# TEXT:
Start of Block
As the Supreme Court considers arguments over a Mississippi abortion law this week, North Dakotans on both sides of the issue are speaking out.
The head nurse at North Dakota’s only abortion clinic grew up protesting the procedure but today helps women with the process.
“I had an abortion in 2006, and I wouldn’t be the person I am today if I didn’t,” Sarah Haeder said. “I went back to school and got my medical degrees and have been able to do what I needed to with my life.”
Haeder says a ruling in favor of Mississippi would be devastating for the Red River Women’s Clinic in Fargo.
“We have some of the most strict antiabortion laws on the books in the United States, so it’s really hard to believe that things could be worse. Our patients already drive four to six hours one way,” Haeder said.
The ban is something North Dakota Right to Life Executive Director McKenzie McCoy would like to see.
She and other North Dakota groups went to D.C. to demonstrate, an experience she describes as surreal.
“I never in my wildest dreams imagined I’d be going to Washington, D.C. to stand outside of the Supreme Court to actually make history in hopefully overturning Roe v. Wade,” McCoy said.
Antiabortion lawmaker and state Sen. Janne Myrdal is hopeful the justices will favor Mississippi, considering the court’s decision in September to not order an injunction against a Texas heartbeat law.
End of Block
# GIVEN INFORMATION:
Start of Block
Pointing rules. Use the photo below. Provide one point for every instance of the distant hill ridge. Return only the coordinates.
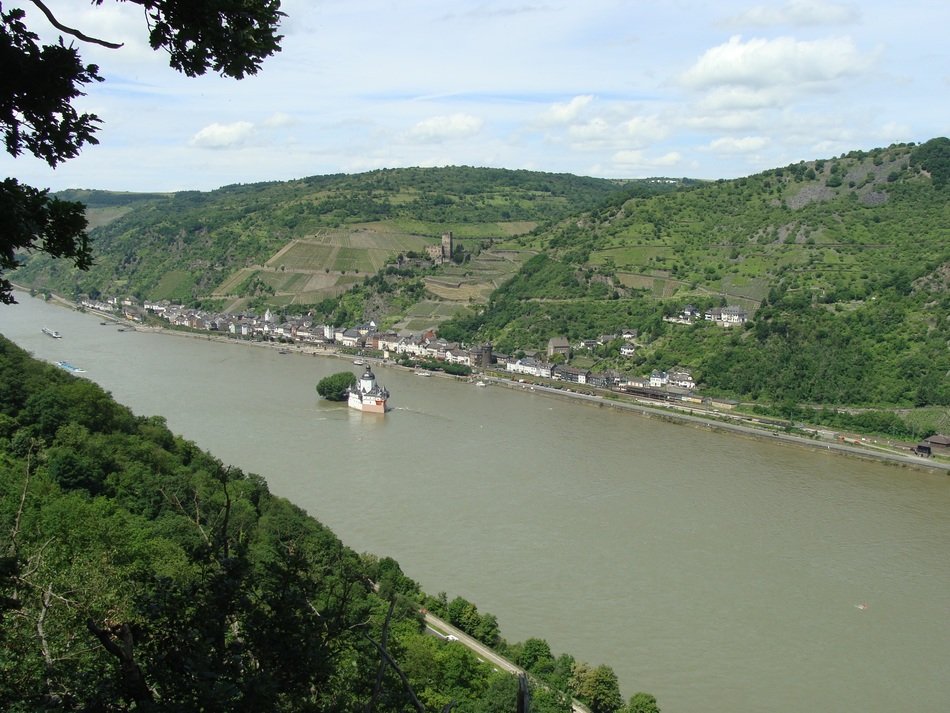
(841, 262)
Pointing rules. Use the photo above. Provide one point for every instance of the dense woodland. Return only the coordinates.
(843, 265)
(139, 573)
(140, 239)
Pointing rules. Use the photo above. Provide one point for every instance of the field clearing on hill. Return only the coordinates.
(174, 284)
(231, 283)
(459, 292)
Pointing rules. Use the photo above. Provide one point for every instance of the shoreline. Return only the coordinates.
(689, 416)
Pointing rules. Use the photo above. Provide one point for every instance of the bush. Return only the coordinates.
(335, 386)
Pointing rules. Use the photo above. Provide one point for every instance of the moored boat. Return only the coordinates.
(367, 395)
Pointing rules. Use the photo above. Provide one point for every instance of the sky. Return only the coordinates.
(604, 88)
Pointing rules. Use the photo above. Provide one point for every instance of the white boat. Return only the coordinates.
(367, 395)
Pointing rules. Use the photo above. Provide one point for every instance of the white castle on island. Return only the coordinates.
(367, 395)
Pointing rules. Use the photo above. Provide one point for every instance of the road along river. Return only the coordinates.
(720, 573)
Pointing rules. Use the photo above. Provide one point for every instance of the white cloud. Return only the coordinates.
(646, 129)
(800, 13)
(222, 136)
(782, 62)
(445, 128)
(746, 144)
(595, 130)
(564, 113)
(634, 160)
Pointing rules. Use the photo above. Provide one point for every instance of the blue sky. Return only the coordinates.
(608, 88)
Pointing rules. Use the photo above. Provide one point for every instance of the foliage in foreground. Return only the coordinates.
(336, 386)
(139, 573)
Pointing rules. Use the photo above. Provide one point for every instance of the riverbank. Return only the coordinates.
(854, 445)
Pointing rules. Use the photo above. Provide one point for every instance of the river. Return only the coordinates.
(722, 574)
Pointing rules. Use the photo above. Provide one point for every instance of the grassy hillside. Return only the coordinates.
(298, 242)
(844, 265)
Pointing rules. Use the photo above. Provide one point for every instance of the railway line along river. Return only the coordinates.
(722, 574)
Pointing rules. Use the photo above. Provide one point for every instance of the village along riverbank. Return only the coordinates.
(719, 573)
(847, 444)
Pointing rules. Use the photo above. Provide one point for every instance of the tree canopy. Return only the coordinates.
(335, 386)
(41, 81)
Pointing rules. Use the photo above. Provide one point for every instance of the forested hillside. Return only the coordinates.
(139, 573)
(187, 245)
(842, 264)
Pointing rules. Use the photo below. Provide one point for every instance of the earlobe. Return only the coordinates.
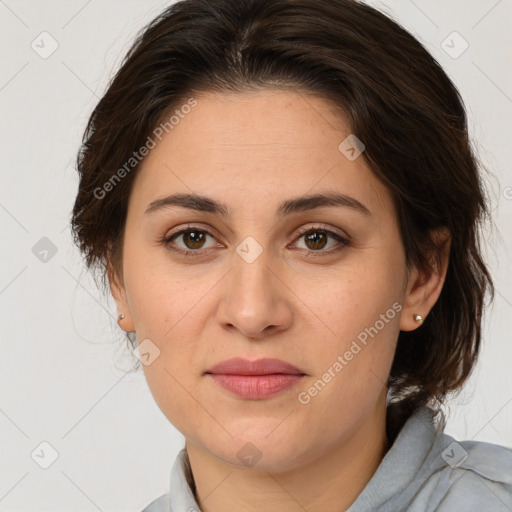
End of Block
# TASKS TO PERFORM:
1. Do these statements agree with the report on North Dakota reactions to the abortion case? Answer yes or no for each, quoting the words of the report that decide it.
(a) Sarah Haeder had an abortion in 2006.
(b) Patients of the Fargo clinic drive about one hour each way.
(c) McKenzie McCoy traveled to D.C. to demonstrate.
2. In the report on North Dakota reactions to the abortion case, what position does McKenzie McCoy hold?
3. Carry on the report on North Dakota reactions to the abortion case from the point where it stops.
The rows aren't needed for anything here.

# EXERCISE ANSWERS:
1.
(a) Yes: "I had an abortion in 2006"
(b) No: "Our patients already drive four to six hours one way"
(c) Yes: "She and other North Dakota groups went to D.C. to demonstrate"

2. She is Executive Director of North Dakota Right to Life.

3.
“That’s the first time in my lifetime that they’ve actually ruled in favor for life,” Myrdal said.
Myrdal says if the court upholds the Mississippi law banning abortion at 15 weeks, the decision will effectively go back to the states.
That includes North Dakota, which has a law in place to ban abortion should the court overrule the landmark 1973 ruling.
“That is sitting on the books and if Roe is overturned, meaning the decision is back in the states that comes into effect upon the attorney general, it’s something like 30 days,” Myrdal said.
“I don’t want to claim that I can predict the future, but after listening to the justices speak to each other yesterday, I don’t have very much hope,” Haeder said.
The court heard oral arguments for Dobbs v. Jackson Women’s Health Organization Wednesday, but a ruling on the case likely won’t come until the spring.
North Dakota is one of 12 states with abortion trigger laws that would immediately ban all or nearly all abortions if Roe v. Wade were overturned.